DIRECTIVE A:
Collect every line of the records that contains the word "grass".

==*==

Z3Prover / z3

The Z3 Theorem Prover
Other
10.29k stars 1.48k forks source link

Soundness bug on NRA formula (master + debug) without options #3484

Closed wintered closed 4 years ago

wintered commented 4 years ago

Consider the below trace which shows a soundness bug on a NRA formula. Z3 (master + debug) return sat, CVC4 gives unsat on bug.smt2. Feeding Z3's model to the formula yields unsat.

No related issues: I have scanned the other open "soundness bug issues". None of those has the following characteristics (1) NRA, (2) master + debug branch (3) no options.

% z3-8717c7d bug.smt2
sat
% z3debug-8d39694 bug.smt2
sat
% cvc4 bug.smt2
unsat
% cat bug.smt2
(declare-fun a () Real)  
(declare-fun b () Real)    
(declare-fun c () Real)  
(declare-fun d () Real)  
(declare-fun v () Real)   
(declare-fun e () Real)   
(declare-fun f () Real)

==*==

DIRECTIVE B:
For each statement below, say yes or no depending on whether it agrees with the Z3 issue thread, and quote the words from the thread that decide it: (i) CVC4 reports the formula in bug.smt2 as unsat. (ii) The bug only appears when Z3 is run with special options. (iii) The issue is still open.

PROVIDED RECORDS:

==*==

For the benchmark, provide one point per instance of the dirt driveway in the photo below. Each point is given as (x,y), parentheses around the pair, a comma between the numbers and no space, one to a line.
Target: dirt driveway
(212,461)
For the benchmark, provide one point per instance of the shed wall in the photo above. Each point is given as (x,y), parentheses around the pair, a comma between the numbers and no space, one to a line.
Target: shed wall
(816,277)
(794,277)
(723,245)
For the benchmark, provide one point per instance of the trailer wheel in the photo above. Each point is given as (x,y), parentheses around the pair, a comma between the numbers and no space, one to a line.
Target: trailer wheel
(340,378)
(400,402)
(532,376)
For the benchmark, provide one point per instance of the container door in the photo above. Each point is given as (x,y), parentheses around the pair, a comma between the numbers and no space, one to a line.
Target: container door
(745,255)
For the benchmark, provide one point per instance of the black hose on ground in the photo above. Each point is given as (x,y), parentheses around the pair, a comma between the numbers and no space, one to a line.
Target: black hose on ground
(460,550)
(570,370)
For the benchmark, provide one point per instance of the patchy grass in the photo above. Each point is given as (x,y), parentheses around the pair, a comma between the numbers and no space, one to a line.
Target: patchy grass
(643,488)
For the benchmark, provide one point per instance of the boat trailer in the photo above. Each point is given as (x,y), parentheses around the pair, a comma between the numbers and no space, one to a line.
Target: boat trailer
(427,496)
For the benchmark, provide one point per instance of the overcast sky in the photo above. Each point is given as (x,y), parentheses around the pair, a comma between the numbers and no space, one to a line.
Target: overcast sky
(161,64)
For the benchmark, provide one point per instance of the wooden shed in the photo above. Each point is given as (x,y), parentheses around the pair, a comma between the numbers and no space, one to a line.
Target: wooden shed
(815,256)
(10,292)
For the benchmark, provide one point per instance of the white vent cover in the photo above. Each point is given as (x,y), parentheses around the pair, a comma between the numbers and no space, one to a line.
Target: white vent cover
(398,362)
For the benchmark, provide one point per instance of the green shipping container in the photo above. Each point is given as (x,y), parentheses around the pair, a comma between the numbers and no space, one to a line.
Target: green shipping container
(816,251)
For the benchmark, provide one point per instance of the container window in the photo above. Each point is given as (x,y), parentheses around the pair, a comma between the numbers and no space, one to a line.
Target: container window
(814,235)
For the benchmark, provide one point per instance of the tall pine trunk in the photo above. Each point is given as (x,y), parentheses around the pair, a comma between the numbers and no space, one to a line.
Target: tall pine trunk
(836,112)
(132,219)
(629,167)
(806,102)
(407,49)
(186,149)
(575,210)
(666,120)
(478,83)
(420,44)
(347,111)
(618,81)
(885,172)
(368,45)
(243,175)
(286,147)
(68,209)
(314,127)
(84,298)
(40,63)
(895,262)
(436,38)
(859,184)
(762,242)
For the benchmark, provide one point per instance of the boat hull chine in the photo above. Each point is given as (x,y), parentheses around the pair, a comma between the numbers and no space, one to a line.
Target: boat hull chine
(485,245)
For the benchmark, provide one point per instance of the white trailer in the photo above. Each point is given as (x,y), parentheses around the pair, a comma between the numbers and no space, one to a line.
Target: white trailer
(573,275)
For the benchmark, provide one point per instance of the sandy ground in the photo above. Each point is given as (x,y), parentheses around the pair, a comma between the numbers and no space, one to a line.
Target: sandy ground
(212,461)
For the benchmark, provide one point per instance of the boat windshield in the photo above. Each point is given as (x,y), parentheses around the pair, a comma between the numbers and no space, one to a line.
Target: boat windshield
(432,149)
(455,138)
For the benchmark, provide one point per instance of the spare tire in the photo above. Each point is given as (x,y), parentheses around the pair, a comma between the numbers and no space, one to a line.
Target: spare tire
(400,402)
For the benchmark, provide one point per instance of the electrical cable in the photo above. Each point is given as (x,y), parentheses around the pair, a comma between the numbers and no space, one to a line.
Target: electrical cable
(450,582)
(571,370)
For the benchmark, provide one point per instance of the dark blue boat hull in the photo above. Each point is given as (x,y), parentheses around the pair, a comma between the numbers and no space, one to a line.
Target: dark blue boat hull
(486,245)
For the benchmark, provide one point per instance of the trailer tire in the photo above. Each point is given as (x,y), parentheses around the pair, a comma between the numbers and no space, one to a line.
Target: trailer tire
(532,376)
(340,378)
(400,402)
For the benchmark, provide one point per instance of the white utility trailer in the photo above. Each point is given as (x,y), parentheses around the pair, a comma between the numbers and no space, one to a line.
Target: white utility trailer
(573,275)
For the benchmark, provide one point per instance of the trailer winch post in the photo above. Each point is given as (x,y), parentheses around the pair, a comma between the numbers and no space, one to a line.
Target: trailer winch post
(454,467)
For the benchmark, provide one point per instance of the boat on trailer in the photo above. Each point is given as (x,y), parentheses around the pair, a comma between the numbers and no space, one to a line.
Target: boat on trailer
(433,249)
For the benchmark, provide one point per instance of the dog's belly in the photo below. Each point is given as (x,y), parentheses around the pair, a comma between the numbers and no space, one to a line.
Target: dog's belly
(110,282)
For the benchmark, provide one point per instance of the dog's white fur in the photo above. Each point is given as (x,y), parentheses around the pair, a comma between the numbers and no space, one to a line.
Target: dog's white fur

==*==

COMPLETE RESPONSE A:
For the benchmark, provide one point per instance of the patchy grass in the photo above. Each point is given as (x,y), parentheses around the pair, a comma between the numbers and no space, one to a line.
Target: patchy grass

COMPLETE RESPONSE B:
(i) Yes: "CVC4 gives unsat on bug.smt2"
(ii) No: "(3) no options"
(iii) No: "Closed wintered closed 4 years ago"